TEXT BLOCK =>
You just hit mile two of a long run, and all of a sudden, you have to use the restroom—right now. Sound familiar? If you suffer from Irritable Bowel Syndrome (IBS), this can be an uncomfortable, frustrating everyday occurrence, particularly if you like to work out. That’s because exercise puts pressure on your stomach, small intestines, and large intestine. This, of course, can aggravate existing gastrointestinal (GI) issues. However, studies also show that exercise may actually improve IBS symptoms in the long run, as well as promote overall health and reduce stress. Here’s how to fit in a great workout without worrying about your gut health.
What is IBS, and how do I know if I have it?
“IBS, or Irritable Bowel Syndrome, is a medical problem where patients experience symptoms of abdominal pain, bloating, cramps, diarrhea and constipation,” explains Dr. Gina Sam of the Institute of Gastrointestinal Motility Disorders and Integrative Health. “This pain is often resolved with a trip to the bathroom, but can persist for some sufferers. While the concrete, medical cause for IBS hasn’t been confirmed, the GI community has faith that research will uncover a microbiome chain or gene, which can help us to better understand the condition,” she says.
Dr. Sam also notes that IBS differs from Inflammatory Bowel Disease (IBD), which includes disorders, such as Crohn’s disease and ulcerative colitis. Though IBD symptoms are often similar to those of IBS, if you’re experiencing bloody stool and weight loss, be sure to talk to your doctor. He or she may recommend a necessary anti-inflammatory medication.

PROBLEM 1 =>
From the IBS article, extract the stretch from "You just hit" through "if I have it?".
PROBLEM 2 =>
According to the IBS article, which two disorders does Inflammatory Bowel Disease include?
PROBLEM 3 =>
Decide whether each statement agrees with the IBS article, and answer yes or no for each with the deciding words quoted from the article.
(a) Exercise puts pressure on the stomach, small intestines, and large intestine.
(b) The medical cause of IBS has been confirmed.
(c) Someone with bloody stool and weight loss should talk to a doctor.
None of the tasks have anything to do with the records.

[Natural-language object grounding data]
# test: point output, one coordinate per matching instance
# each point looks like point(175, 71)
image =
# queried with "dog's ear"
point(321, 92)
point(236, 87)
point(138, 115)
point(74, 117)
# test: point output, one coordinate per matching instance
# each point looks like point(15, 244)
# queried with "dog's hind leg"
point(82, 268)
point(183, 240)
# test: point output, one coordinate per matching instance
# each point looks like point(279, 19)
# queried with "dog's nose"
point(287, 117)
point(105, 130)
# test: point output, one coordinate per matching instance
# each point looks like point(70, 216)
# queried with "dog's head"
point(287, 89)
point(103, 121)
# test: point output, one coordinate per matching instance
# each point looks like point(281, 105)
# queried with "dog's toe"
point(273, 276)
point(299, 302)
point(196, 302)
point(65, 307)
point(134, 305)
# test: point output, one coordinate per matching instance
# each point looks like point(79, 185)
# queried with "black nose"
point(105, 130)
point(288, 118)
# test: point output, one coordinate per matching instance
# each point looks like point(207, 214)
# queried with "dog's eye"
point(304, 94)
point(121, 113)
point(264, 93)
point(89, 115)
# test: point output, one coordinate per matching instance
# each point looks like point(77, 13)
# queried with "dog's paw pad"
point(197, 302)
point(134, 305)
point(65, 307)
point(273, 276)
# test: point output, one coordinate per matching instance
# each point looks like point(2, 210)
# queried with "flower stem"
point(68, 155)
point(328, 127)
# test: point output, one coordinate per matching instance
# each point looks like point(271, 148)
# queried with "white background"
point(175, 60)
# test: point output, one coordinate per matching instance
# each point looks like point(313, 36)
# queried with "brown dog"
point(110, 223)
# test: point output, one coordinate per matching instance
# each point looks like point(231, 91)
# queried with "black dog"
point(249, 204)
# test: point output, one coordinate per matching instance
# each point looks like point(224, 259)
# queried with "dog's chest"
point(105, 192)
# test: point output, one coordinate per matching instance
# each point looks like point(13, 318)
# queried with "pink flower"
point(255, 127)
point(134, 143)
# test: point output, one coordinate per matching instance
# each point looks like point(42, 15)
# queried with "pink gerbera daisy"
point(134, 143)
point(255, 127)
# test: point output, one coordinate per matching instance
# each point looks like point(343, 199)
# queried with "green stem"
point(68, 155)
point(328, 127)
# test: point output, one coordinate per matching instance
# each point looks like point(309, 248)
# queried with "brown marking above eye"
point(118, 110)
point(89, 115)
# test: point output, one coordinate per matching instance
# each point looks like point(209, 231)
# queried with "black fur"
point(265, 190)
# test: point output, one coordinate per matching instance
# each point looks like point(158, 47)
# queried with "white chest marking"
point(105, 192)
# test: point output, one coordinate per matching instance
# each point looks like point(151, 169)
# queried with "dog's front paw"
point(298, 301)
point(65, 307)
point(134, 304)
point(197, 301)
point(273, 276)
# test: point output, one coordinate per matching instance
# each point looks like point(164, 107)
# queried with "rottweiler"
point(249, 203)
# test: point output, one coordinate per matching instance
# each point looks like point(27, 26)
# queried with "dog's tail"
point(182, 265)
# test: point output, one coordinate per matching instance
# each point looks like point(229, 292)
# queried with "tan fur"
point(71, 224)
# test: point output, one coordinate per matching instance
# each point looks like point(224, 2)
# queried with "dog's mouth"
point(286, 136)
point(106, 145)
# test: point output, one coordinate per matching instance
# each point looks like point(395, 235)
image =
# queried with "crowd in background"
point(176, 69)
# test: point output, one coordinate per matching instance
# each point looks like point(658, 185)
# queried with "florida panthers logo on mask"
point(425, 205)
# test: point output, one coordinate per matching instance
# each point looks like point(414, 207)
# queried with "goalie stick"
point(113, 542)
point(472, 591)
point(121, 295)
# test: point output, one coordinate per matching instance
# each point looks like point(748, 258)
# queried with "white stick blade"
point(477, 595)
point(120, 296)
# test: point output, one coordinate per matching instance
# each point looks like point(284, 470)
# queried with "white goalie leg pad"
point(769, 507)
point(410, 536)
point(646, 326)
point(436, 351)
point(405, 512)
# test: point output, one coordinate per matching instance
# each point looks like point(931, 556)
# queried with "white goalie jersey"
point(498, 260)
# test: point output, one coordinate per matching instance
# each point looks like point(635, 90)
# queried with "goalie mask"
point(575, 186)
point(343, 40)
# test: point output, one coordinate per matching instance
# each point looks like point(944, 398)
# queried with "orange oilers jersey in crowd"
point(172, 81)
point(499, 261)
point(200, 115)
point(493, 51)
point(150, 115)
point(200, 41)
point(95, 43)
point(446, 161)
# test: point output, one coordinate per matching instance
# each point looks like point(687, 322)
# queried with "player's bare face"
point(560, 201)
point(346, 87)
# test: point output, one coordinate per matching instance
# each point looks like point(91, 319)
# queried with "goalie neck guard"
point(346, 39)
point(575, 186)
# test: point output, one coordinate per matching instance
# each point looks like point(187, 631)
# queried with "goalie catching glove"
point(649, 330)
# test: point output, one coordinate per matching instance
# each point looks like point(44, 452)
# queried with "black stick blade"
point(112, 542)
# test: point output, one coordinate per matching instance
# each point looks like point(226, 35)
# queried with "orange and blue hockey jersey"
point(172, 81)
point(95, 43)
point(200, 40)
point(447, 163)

OUTPUT 1 =>
You just hit mile two of a long run, and all of a sudden, you have to use the restroom—right now. Sound familiar? If you suffer from Irritable Bowel Syndrome (IBS), this can be an uncomfortable, frustrating everyday occurrence, particularly if you like to work out. That’s because exercise puts pressure on your stomach, small intestines, and large intestine. This, of course, can aggravate existing gastrointestinal (GI) issues. However, studies also show that exercise may actually improve IBS symptoms in the long run, as well as promote overall health and reduce stress. Here’s how to fit in a great workout without worrying about your gut health.
What is IBS, and how do I know if I have it?

OUTPUT 2 =>
Crohn's disease and ulcerative colitis.

OUTPUT 3 =>
(a) Yes: "exercise puts pressure on your stomach, small intestines, and large intestine"
(b) No: "While the concrete, medical cause for IBS hasn’t been confirmed"
(c) Yes: "if you’re experiencing bloody stool and weight loss, be sure to talk to your doctor"